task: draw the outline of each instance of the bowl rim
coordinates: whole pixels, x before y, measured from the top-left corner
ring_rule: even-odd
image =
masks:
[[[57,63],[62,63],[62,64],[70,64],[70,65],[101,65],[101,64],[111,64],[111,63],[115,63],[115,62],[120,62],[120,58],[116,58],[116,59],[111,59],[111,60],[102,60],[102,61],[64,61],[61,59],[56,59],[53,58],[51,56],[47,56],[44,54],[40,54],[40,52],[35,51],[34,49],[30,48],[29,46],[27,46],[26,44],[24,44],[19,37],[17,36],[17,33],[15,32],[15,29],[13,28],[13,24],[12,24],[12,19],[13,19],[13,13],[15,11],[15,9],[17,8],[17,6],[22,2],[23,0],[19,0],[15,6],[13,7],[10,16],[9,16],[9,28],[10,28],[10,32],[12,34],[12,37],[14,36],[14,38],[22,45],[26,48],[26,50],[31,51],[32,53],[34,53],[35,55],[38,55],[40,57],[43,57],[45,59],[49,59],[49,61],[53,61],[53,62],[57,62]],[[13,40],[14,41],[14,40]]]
---+---
** PROBLEM TO SOLVE **
Rewrite the records, replacing "bowl rim" with "plate edge" and leaving everything else the same.

** TASK ANSWER **
task: draw the outline of each instance of the plate edge
coordinates: whole pixels, x before y, measured from the top-left corner
ring_rule: even-odd
image =
masks:
[[[57,63],[62,63],[62,64],[70,64],[70,65],[101,65],[101,64],[111,64],[111,63],[115,63],[115,62],[120,62],[120,58],[116,58],[116,59],[111,59],[111,60],[102,60],[102,61],[64,61],[61,59],[56,59],[53,58],[51,56],[47,56],[44,54],[40,54],[40,52],[35,51],[34,49],[30,48],[29,46],[27,46],[26,44],[24,44],[19,37],[17,36],[17,33],[15,32],[15,29],[13,28],[13,24],[12,24],[12,19],[13,19],[13,13],[15,11],[15,9],[17,8],[17,6],[22,2],[23,0],[19,0],[15,6],[13,7],[10,16],[9,16],[9,28],[10,28],[10,32],[12,34],[12,37],[14,36],[14,38],[22,45],[26,48],[26,50],[31,51],[32,53],[34,53],[35,55],[38,55],[40,57],[43,57],[45,59],[49,59],[49,61],[53,61],[53,62],[57,62]],[[13,40],[14,41],[14,40]]]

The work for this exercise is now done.